(Region annotation entries)
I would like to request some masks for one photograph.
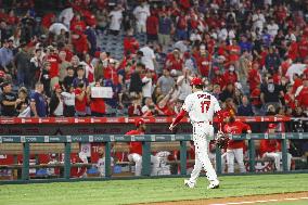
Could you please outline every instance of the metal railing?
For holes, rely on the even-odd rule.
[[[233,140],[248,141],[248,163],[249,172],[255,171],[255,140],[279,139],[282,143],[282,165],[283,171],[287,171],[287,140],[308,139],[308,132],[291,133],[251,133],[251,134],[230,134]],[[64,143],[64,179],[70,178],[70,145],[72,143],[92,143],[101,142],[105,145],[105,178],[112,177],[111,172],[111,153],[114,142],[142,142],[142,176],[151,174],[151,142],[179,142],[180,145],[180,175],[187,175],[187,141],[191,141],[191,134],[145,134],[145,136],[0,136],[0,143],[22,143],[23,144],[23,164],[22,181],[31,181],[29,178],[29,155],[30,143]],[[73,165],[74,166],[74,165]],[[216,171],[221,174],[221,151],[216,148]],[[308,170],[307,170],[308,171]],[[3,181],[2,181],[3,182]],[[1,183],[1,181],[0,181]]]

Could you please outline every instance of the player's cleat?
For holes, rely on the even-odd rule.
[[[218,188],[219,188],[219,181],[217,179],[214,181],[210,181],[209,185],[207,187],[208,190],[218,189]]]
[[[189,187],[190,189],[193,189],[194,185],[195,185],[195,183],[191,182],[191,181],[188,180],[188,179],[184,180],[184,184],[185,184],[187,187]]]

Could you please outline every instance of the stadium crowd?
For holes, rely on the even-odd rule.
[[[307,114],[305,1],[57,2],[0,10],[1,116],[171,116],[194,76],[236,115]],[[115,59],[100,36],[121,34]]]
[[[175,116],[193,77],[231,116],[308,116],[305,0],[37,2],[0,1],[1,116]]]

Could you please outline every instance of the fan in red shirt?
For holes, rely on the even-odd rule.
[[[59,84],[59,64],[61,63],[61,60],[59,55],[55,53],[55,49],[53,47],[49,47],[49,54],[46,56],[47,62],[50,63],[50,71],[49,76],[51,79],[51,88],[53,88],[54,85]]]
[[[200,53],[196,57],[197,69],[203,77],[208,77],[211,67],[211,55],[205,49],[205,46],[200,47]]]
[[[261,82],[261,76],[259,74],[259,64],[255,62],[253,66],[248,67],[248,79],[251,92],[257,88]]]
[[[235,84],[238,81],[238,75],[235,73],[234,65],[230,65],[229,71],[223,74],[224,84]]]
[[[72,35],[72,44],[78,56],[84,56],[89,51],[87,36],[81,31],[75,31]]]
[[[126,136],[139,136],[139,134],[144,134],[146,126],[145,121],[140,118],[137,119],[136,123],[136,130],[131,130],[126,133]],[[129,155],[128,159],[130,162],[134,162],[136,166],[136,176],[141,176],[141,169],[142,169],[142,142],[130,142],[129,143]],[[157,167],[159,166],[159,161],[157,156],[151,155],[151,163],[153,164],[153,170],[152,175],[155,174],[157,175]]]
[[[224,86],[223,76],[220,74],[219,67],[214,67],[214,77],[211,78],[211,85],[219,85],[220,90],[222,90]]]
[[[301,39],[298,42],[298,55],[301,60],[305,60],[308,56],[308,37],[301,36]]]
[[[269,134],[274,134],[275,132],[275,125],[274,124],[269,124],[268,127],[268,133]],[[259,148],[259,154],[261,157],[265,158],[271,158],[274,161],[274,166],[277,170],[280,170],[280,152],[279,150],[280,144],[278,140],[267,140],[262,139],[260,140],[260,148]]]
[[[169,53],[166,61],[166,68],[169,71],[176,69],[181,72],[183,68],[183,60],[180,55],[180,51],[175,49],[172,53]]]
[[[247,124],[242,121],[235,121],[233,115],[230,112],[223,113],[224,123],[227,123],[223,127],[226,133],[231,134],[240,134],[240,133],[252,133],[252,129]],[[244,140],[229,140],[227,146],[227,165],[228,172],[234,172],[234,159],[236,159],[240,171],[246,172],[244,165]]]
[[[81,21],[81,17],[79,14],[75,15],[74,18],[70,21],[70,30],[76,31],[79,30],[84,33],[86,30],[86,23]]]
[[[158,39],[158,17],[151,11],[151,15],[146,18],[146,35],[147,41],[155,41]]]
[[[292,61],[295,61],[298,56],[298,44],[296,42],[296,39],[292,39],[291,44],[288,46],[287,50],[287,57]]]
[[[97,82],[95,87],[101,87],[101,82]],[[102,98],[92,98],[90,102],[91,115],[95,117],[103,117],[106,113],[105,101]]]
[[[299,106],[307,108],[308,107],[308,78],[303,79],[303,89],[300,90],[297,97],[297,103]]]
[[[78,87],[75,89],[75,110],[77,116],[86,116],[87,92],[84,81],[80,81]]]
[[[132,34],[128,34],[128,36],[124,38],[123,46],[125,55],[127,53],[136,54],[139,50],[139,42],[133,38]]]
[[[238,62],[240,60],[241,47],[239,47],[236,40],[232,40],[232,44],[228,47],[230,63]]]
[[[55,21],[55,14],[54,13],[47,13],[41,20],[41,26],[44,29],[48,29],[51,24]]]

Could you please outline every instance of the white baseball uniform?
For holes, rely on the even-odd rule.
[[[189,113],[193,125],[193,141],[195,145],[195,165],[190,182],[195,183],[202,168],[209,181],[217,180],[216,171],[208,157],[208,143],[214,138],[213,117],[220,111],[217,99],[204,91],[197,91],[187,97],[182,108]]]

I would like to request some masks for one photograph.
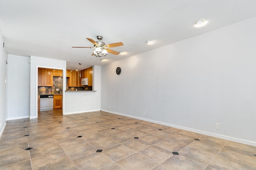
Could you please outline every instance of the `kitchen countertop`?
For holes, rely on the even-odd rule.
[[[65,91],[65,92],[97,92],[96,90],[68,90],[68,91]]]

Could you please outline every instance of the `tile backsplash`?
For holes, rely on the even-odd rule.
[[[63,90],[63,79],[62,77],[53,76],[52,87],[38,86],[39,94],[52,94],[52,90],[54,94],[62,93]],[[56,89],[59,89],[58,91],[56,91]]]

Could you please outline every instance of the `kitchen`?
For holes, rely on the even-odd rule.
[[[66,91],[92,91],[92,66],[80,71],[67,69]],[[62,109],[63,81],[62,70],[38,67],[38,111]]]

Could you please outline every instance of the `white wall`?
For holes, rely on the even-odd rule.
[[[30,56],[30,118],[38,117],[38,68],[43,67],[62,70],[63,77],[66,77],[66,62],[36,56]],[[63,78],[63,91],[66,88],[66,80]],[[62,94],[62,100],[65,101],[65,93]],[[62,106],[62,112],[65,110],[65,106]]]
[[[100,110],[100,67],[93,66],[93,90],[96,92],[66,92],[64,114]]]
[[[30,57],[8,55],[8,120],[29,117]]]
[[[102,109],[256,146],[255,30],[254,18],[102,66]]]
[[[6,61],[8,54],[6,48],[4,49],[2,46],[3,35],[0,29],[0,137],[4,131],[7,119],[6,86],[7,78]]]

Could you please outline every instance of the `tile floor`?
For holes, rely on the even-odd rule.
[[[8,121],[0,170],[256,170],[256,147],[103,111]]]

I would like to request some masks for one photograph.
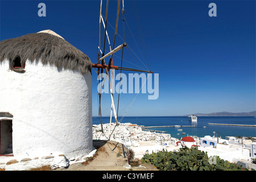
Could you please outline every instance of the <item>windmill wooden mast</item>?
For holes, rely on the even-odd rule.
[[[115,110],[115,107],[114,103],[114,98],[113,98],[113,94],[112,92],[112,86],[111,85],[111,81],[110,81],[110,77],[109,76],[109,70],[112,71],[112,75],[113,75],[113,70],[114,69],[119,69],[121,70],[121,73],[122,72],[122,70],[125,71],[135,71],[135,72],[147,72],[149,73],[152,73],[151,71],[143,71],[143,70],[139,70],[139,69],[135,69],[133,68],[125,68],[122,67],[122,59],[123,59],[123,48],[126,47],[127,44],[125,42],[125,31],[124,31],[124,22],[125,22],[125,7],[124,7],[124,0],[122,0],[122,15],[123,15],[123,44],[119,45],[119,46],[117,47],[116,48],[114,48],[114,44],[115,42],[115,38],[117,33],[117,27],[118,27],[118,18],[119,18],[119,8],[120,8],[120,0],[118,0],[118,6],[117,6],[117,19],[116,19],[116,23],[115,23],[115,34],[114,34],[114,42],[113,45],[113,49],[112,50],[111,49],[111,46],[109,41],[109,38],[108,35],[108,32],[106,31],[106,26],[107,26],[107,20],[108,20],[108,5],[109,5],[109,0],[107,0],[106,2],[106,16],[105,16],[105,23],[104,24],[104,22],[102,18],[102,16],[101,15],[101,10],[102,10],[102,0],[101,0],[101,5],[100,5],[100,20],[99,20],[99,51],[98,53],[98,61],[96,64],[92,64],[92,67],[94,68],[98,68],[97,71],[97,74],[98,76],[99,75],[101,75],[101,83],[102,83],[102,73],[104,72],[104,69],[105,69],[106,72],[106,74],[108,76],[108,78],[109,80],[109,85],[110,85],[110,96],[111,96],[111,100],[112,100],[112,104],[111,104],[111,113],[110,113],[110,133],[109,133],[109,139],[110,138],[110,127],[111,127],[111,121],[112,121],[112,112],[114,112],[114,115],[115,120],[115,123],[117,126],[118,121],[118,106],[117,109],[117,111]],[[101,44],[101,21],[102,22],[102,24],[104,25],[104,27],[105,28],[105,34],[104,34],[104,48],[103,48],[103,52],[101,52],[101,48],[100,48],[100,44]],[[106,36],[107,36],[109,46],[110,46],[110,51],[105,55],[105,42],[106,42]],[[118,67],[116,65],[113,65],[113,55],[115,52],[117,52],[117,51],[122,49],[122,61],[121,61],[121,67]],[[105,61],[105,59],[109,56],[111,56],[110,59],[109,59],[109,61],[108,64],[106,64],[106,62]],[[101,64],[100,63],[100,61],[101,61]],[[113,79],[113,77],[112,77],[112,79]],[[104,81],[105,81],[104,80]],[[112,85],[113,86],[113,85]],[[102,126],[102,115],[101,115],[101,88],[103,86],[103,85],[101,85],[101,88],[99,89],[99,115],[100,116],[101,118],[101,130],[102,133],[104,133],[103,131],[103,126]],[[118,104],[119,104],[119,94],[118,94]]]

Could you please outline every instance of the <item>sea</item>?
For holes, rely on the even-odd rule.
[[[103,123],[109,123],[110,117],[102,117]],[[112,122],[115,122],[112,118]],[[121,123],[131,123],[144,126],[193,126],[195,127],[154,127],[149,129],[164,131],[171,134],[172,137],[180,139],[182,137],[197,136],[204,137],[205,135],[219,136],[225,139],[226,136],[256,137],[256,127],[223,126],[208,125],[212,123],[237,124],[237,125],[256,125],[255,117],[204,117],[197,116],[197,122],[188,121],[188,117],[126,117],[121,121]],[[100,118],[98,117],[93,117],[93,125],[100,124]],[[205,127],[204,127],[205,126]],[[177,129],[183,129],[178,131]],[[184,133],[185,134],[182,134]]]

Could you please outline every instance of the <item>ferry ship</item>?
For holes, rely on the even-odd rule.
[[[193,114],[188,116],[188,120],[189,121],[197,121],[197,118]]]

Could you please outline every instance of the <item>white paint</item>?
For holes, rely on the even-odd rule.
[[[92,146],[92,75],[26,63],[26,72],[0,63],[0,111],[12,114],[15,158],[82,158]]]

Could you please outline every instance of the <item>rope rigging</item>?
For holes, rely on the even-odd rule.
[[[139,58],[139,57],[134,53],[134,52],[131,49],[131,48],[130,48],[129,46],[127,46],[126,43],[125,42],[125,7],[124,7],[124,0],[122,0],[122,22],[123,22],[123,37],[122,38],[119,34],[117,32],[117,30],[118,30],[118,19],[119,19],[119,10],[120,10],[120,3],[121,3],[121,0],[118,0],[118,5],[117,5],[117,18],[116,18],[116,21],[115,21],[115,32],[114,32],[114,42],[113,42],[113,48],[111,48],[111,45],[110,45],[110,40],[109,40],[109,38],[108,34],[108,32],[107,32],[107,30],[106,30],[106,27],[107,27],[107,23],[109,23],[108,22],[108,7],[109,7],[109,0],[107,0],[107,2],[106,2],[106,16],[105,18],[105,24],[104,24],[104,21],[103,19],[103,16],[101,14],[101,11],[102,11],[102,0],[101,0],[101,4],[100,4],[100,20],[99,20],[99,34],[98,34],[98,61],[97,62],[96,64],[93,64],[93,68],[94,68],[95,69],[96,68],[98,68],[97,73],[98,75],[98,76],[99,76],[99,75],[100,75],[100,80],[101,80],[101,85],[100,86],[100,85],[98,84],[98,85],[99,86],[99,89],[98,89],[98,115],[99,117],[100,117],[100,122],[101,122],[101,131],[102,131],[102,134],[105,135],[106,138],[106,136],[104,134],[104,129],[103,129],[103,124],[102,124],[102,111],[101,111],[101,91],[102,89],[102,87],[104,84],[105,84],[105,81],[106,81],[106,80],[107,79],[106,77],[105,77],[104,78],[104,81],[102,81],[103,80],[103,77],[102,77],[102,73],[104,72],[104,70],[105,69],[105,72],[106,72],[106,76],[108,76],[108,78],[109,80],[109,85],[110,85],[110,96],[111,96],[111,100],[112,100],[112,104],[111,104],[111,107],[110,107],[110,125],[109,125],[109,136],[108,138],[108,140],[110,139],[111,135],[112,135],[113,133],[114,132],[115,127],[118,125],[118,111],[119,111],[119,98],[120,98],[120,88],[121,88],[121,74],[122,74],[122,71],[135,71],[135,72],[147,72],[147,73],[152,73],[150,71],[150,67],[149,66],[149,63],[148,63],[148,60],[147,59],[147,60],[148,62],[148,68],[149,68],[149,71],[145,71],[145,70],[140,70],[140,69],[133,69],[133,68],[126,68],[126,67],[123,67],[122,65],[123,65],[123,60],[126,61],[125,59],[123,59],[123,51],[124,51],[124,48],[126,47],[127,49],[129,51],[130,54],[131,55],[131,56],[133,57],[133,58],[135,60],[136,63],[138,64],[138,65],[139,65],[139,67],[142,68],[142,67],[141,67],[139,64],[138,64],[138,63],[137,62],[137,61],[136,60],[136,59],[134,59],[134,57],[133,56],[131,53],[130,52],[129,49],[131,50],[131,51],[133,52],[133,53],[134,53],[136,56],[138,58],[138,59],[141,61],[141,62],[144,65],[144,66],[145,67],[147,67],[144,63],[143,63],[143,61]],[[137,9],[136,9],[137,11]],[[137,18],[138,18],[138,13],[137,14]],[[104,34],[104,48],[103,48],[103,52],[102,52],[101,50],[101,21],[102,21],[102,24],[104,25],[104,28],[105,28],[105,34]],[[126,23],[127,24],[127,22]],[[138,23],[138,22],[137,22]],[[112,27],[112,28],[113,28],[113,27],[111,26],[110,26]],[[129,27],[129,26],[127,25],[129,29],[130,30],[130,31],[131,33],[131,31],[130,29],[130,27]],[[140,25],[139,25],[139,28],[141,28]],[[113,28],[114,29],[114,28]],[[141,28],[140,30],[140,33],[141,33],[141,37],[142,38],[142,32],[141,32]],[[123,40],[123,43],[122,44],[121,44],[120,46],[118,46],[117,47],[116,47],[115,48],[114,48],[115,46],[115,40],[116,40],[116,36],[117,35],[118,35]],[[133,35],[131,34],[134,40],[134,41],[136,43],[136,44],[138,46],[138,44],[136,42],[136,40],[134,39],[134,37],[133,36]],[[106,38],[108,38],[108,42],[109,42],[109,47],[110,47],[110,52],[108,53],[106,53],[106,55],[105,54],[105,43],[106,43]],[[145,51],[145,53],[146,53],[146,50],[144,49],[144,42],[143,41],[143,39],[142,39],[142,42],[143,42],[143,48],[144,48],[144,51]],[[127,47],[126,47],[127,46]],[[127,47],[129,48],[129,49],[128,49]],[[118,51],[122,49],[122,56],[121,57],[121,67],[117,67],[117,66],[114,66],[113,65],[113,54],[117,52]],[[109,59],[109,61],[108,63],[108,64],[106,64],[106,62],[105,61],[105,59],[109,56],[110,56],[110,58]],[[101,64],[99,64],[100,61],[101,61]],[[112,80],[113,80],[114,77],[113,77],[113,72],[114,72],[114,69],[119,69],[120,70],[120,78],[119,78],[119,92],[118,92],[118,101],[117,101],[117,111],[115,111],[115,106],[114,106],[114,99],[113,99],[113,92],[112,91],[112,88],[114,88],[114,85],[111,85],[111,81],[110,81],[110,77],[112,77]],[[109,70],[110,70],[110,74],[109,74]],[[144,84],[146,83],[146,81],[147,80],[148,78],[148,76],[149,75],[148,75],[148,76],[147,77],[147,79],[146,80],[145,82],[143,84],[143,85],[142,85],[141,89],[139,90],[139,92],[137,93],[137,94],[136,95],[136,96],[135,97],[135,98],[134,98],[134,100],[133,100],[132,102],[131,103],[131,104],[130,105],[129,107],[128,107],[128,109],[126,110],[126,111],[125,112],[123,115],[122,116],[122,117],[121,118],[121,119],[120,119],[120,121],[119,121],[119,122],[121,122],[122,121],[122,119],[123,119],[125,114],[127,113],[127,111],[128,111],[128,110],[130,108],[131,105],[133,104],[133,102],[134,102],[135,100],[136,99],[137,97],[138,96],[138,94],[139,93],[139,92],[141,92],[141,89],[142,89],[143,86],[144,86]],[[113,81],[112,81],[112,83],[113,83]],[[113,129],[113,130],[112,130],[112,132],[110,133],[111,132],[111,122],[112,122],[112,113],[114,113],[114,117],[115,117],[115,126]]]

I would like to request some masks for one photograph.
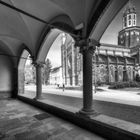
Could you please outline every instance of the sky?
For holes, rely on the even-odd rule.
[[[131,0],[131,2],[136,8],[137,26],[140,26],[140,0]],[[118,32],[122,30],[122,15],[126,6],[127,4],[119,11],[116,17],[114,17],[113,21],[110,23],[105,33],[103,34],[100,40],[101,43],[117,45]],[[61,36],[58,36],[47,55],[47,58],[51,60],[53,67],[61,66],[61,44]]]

* _Prompt_
Copy out the rows word for word, starting at the line that contains "Could you please outline every instance of the <item>sea</item>?" and ending at the line that contains "[[[193,114],[188,116],[188,120],[189,121],[197,121],[197,118]]]", with both of those lines included.

* _Task answer_
Could you please outline every instance of the <item>sea</item>?
For holes, rely on the even-odd rule.
[[[103,123],[109,123],[110,117],[102,117]],[[112,122],[115,122],[112,118]],[[121,123],[131,123],[144,126],[193,126],[195,127],[154,127],[149,129],[164,131],[171,134],[172,137],[180,139],[182,137],[197,136],[204,137],[205,135],[219,136],[225,139],[226,136],[256,137],[256,127],[223,126],[208,125],[212,123],[237,124],[237,125],[256,125],[255,117],[204,117],[197,116],[197,122],[188,121],[188,117],[126,117],[121,121]],[[100,118],[98,117],[93,117],[93,125],[100,124]],[[205,127],[204,127],[205,126]],[[177,129],[183,129],[178,131]],[[184,133],[185,134],[182,134]]]

Could you please outline every instance of the <item>ferry ship</item>?
For holes, rely on the even-odd rule.
[[[193,114],[188,116],[188,120],[189,121],[197,121],[197,118]]]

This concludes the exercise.